* **EXERCISE MATERIAL**:
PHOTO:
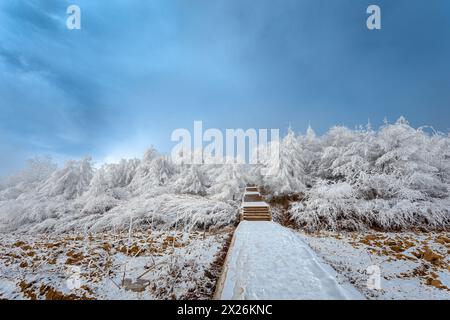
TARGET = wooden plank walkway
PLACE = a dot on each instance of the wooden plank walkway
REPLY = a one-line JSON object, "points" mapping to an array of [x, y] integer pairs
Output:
{"points": [[253, 207]]}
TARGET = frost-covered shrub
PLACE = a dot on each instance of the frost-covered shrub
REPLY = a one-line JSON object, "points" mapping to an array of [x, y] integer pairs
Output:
{"points": [[71, 181]]}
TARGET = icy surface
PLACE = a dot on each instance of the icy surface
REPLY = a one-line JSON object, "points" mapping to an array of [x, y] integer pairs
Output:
{"points": [[268, 261]]}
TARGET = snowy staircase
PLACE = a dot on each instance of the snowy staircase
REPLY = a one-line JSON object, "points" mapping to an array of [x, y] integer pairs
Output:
{"points": [[253, 206]]}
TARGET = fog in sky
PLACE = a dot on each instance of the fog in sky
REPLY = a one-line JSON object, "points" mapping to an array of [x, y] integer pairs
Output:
{"points": [[137, 70]]}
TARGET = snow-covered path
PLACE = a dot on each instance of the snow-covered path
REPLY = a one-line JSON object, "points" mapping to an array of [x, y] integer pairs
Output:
{"points": [[268, 261]]}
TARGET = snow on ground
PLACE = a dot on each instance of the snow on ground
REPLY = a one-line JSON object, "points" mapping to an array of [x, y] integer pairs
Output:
{"points": [[140, 265], [268, 261], [412, 265]]}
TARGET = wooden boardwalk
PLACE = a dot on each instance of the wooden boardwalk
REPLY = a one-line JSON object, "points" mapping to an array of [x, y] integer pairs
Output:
{"points": [[253, 207]]}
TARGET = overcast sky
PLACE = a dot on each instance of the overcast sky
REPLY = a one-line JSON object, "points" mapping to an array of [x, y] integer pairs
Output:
{"points": [[137, 70]]}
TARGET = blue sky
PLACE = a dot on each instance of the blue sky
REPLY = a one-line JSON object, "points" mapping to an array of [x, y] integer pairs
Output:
{"points": [[137, 70]]}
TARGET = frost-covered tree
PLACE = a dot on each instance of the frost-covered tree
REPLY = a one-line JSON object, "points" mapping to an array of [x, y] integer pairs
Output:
{"points": [[288, 175], [153, 171], [192, 180], [71, 181], [229, 183], [113, 175]]}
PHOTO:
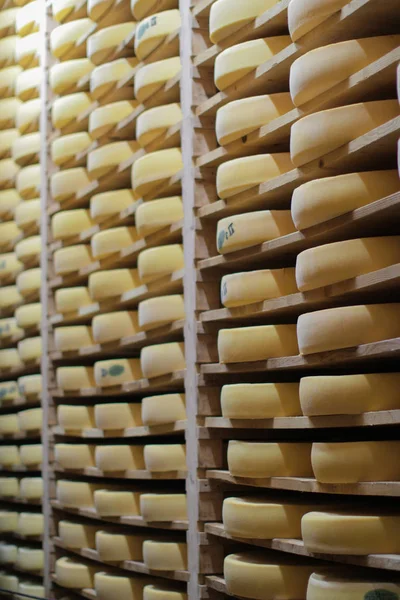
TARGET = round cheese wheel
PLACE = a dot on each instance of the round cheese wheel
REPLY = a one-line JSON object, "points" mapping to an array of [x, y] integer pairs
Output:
{"points": [[346, 326], [269, 459], [237, 61]]}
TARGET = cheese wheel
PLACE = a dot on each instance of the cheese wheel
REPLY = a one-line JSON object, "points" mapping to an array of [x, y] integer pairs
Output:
{"points": [[29, 315], [27, 19], [163, 409], [350, 533], [269, 459], [75, 494], [349, 394], [111, 327], [28, 116], [77, 535], [10, 359], [66, 147], [72, 258], [68, 41], [240, 117], [72, 338], [27, 213], [117, 371], [31, 454], [75, 418], [30, 419], [111, 503], [9, 199], [254, 575], [8, 111], [351, 462], [161, 458], [318, 134], [74, 575], [240, 174], [157, 214], [65, 77], [72, 299], [74, 456], [108, 284], [9, 487], [30, 524], [117, 416], [107, 242], [110, 203], [319, 200], [155, 263], [318, 267], [7, 138], [152, 31], [157, 312], [29, 248], [162, 359], [151, 77], [165, 556], [250, 229], [347, 326], [104, 118], [262, 519], [119, 458], [10, 296], [28, 182], [305, 15], [105, 77], [104, 42], [237, 61], [30, 385], [74, 378], [155, 168], [127, 588], [114, 547], [155, 122], [331, 586], [260, 400], [67, 183], [163, 507], [9, 424], [8, 391], [66, 109], [322, 68], [259, 342], [8, 521]]}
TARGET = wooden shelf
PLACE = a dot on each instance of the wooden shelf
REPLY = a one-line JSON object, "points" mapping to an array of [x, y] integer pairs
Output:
{"points": [[294, 546], [131, 521]]}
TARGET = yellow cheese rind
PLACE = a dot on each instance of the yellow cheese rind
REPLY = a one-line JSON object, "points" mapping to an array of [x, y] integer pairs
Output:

* **EXERCISE BRIEF**: Lay out every line of the items above as a numbered list, omitting any blank lines and leaving the pictures out of your answer.

* **REPLY TO THE TASK**:
1. PHOTO:
2. TARGET = wooden plank walkway
3. PLACE = a dot on each instance of the wooden plank walkway
4. REPLY = a one-line JSON object, "points" mapping to an array of [x, y] integer pairs
5. Output:
6. {"points": [[253, 207]]}
7. TARGET = frost-covered shrub
8. PLACE = a dot on each instance of the frost-covered shrub
9. REPLY = a one-line JSON object, "points" mapping to an array of [x, y] integer pairs
10. Output:
11. {"points": [[71, 181]]}
12. TARGET = icy surface
13. PLACE = a dot on each instance of the icy surface
14. REPLY = a one-line JSON object, "points" mapping to an array of [x, y] integer pairs
15. Output:
16. {"points": [[268, 261]]}
17. TARGET = snowy staircase
18. PLACE = a dot on each instance of the snowy staircase
19. REPLY = a one-line JSON object, "points" mapping to an array of [x, y] integer pairs
20. Output:
21. {"points": [[253, 206]]}
22. TARGET = fog in sky
23. PLACE = a dot on each instance of the fog in sky
24. REPLY = a one-line JSON object, "points" mapping to an array of [x, y] integer pairs
25. Output:
26. {"points": [[137, 70]]}
27. TARGET = snow-covered path
28. PLACE = a dot on each instance of the snow-covered path
29. REPLY = a one-line JSON object, "points" mapping to an array of [x, y] integer pairs
30. Output:
31. {"points": [[268, 261]]}
32. TARGET = snow on ground
33. PLACE = a dot on each instance of the snow on ground
34. REPLY = a one-line JSON object, "points" mapping to an array of [x, y] integer pairs
35. Output:
36. {"points": [[140, 265], [268, 261], [412, 265]]}
37. TARGET = wooden boardwalk
38. PLACE = a dot on each instance of the wooden boardwalk
39. REPLY = a one-line JSON object, "points" mapping to an array of [x, y] integer pairs
40. Output:
41. {"points": [[253, 207]]}
42. TARGET = overcast sky
43. PLACE = a dot on each instance of the overcast sky
44. REPLY = a one-line JSON object, "points" mapping to an array of [x, y] integer pairs
45. Output:
46. {"points": [[137, 70]]}
47. TARGET = blue sky
48. PLACE = a dot on each instance of the blue sky
49. REPLY = a one-line JSON object, "points" mapping to an array of [x, y] integer pairs
50. Output:
51. {"points": [[137, 70]]}
52. TARGET = frost-covered tree
53. PLACE = a dot on each instance of the frost-covered tree
54. REPLY = a one-line JSON object, "points" mapping to an array of [x, y] integer pairs
55. Output:
56. {"points": [[288, 175], [153, 171], [192, 180], [71, 181], [229, 183], [113, 175]]}
57. PHOTO:
58. TARGET = round cheese wheel
59. PLACE = a dot on each instance of the round cheese wheel
60. REPLY = a one-line JSON object, "points" mapping to an array of [x, y] integer pairs
61. Output:
62. {"points": [[346, 326], [269, 459], [237, 61]]}
63. TARGET = cheese wheel
64. PLACE = a dot on each instance of the cheese wheel
65. REPLY = a one-line JSON object, "points" mapping to an array of [x, y] integer pairs
66. Output:
67. {"points": [[29, 315], [27, 19], [163, 409], [350, 533], [269, 459], [75, 494], [349, 394], [111, 327], [28, 116], [77, 535], [10, 359], [66, 147], [72, 258], [68, 41], [240, 117], [72, 338], [27, 213], [117, 371], [31, 454], [75, 418], [30, 419], [111, 503], [9, 199], [254, 575], [8, 111], [351, 462], [161, 458], [318, 134], [74, 575], [240, 174], [157, 214], [65, 77], [72, 299], [74, 456], [108, 284], [9, 487], [30, 524], [117, 416], [107, 242], [110, 203], [319, 200], [155, 263], [318, 267], [7, 138], [152, 31], [157, 312], [29, 248], [162, 359], [151, 77], [165, 556], [250, 229], [347, 326], [104, 118], [262, 519], [119, 458], [10, 296], [28, 182], [305, 15], [105, 77], [104, 42], [237, 61], [30, 385], [74, 378], [155, 168], [127, 588], [114, 547], [155, 122], [331, 586], [260, 400], [67, 183], [163, 507], [9, 424], [8, 391], [66, 109], [322, 68], [259, 342], [8, 521]]}
68. TARGET = wooden shelf
69. PLACE = a dot on each instance of the wooden shelf
70. REPLY = a one-line JSON object, "points" mapping to an array of [x, y] integer pairs
71. Output:
72. {"points": [[294, 546], [131, 521]]}
73. TARGET = yellow cheese rind
74. PLACE = a dot on each instance of the yellow cheese rind
75. REPLY = a one-line JSON object, "points" mapping to an array of [x, y] integer pairs
76. Output:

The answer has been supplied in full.